_Conjunto de tarefas_
**1)** Responda às seguintes perguntas sobre o texto sobre enxaquecas:
(a) Desde que idade Joana Ferreira sofre de enxaquecas?
(b) Segundo Bruna Santos, de que está muito dependente o diagnóstico da enxaqueca?
(c) Qual é o principal conselho de Joana?
**2)** Atualize o trecho do texto sobre enxaquecas que começa nas palavras "Na verdade, quem" e termina após "algo em casa.", trocando "neurologista" por "médico especialista".
**3)** Continue o texto sobre enxaquecas a partir da última frase apresentada.

Na verdade, quem sofre de enxaquecas tem de lidar com o desconhecimento geral do que é efetivamente a doença e os seus sintomas. O que faz com que, por vezes, a própria pessoa que padece dessa doença acabe por a desvalorizar e, com isso, não passar todo o cenário ao seu médico. Tudo isto faz com que antes de o doente conseguir efetivamente ser consultado por médicos da especialidade seja visto por vários outros médicos. Ou de durante muito tempo não ter um diagnóstico certo. Joana Ferreira, por exemplo, sofre de enxaquecas desde os seis anos de idade, mas só aos 24 começou a ser tratada por um neurologista. Quando tem uma crise tem dificuldade até em tarefas básicas como conduzir ou fazer algo em casa.

"Como o diagnóstico é muito baseado na história clínica da pessoa - não existem propriamente exames específicos para detetar que uma pessoa tem enxaqueca - esse diagnóstico está muito dependente da forma como a pessoa explica os seus sintomas e da forma que eles são entendidos do outro lado", aponta Bruna Santos, que acrescenta que, por vezes, os próprios médicos desvalorizam alguns dos sintomas e não fazem "esta associação". No entanto a responsável pela MiGRA Portugal também reconhece que "felizmente cada vez mais isto está a ser combatido e há muita mais formação nesta área, disponível para os profissionais de saúde". No caso da Joana o problema não foi tanto o desconhecimento - a mãe sofria do mesmo mal e por isso já havia uma desconfiança de que - mas sim o facto de durante anos não ter tido médico de família. E isto faz toda a diferença, porque como refere, o diagnóstico precoce da doença aumenta a eficácia do tratamento. A verdade é que, a partir do momento em que foi acompanhada por uma especialista sentiu uma melhoria imediata. tanto que o seu principal conselho é mesmo esse: contactar um neurologista.

_Registos de dados_
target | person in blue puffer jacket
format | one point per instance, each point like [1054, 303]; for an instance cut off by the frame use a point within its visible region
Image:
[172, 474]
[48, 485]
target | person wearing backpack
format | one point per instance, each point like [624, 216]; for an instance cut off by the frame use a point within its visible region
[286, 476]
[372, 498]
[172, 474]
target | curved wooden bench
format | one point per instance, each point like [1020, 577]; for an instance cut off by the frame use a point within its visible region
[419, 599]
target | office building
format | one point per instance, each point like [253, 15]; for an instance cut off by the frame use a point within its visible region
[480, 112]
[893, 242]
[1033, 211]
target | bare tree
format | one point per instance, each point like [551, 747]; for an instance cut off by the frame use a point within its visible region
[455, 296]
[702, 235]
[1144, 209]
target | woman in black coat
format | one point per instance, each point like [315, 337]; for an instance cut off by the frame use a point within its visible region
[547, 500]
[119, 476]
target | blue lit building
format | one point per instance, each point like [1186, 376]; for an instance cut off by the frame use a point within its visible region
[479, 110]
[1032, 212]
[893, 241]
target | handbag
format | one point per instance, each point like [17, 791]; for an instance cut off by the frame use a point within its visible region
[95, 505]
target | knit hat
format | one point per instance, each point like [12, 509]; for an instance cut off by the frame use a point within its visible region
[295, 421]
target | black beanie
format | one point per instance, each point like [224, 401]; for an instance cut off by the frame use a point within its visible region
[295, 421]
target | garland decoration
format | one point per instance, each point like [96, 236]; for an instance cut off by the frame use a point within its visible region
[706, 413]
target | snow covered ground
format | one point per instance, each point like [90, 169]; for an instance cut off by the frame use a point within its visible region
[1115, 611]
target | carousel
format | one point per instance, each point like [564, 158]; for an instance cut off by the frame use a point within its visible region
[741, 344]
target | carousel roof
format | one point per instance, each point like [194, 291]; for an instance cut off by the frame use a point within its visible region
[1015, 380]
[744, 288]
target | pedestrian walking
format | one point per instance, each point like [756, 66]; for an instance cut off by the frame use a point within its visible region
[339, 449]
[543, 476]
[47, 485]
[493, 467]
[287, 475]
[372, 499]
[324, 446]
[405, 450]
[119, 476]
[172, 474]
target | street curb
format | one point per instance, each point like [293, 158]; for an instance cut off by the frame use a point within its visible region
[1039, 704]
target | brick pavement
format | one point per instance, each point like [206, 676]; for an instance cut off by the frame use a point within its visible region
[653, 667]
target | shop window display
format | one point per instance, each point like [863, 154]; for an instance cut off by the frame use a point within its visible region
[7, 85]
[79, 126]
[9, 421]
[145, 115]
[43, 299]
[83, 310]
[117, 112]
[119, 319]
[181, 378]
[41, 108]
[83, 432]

_Respostas escritas_
**1)**
(a) Desde os seis anos de idade.
(b) Da forma como a pessoa explica os seus sintomas e da forma como eles são entendidos do outro lado.
(c) Contactar um neurologista.

**2)**
Na verdade, quem sofre de enxaquecas tem de lidar com o desconhecimento geral do que é efetivamente a doença e os seus sintomas. O que faz com que, por vezes, a própria pessoa que padece dessa doença acabe por a desvalorizar e, com isso, não passar todo o cenário ao seu médico. Tudo isto faz com que antes de o doente conseguir efetivamente ser consultado por médicos da especialidade seja visto por vários outros médicos. Ou de durante muito tempo não ter um diagnóstico certo. Joana Ferreira, por exemplo, sofre de enxaquecas desde os seis anos de idade, mas só aos 24 começou a ser tratada por um médico especialista. Quando tem uma crise tem dificuldade até em tarefas básicas como conduzir ou fazer algo em casa.

**3)**
Para além da incapacidade associada à enxaqueca há o problema de não haver uma cura. A única coisa que se pode fazer é tentar minimizar os sintomas, preferencialmente mal estes começam a dar sinal de vida. "É uma doença sem cura, mas sem tratamento", refere Bruna Santos, que esclarece que a dificuldade passa por encontrar o tratamento eficaz, das várias opções disponíveis.

Uma doença com impacto direto na "carteira" dos doentes

Se a doença em si é dolorosa, aos inconvenientes existentes há que contar, ainda, com o "rombo" que causa na carteira. 70% dos inquiridos que têm acompanhamento médico têm-no no sistema privado. "São as próprias pessoas que suportam os custos dos tratamentos", refere Bruna Santos que acrescenta que há muitas pessoas que, pelo desespero, apesar do enorme impacto financeiro no seu orçamento familiar "continuam a procurar os tratamentos e o acompanhamento médico no privado".

E as pessoas com menor capacidade financeira? Pois que têm mais dificuldade em ter acompanhamento médico, dado que não conseguem obter ajuda no Sistema Nacional de saúde e não podem recorrer ao privado. A prova é que 25% dos inquiridos dizem ter dificuldades em suportar o valor da consulta. Ou seja, o que se verifica é que "o acompanhamento e tratamento adequado está dependente do orçamento familiar disponível". A análise dos resultados permite, também, verificar que a maioria das seguradoras não reconhecem a enxaqueca como uma doença incapacitante.

É urgente o combate ao desconhecimento associado à enxaqueca. Não só a nível individual, para que as pessoas consigam elas mesmas perceber quais os sintomas associados e, com isso, transmitir uma melhor imagem ao seu médico, à classe médica para que haja um diagnóstico mais célere, mas também ao nível empresarial. Porque a consequência da enxaqueca vai para além das horas ou dias em que a pessoa fica incapacitada, ou o custo financeiro associado ao pagamento dos tratamentos. Há também que contar com o custo para as empresas que "perdem" - embora temporariamente - um funcionário. E esse é um custo que não está contabilizado. Mas que é importante, ainda mais por que a maioria das pessoas que sofre desta patologia são mulheres na idade ativa.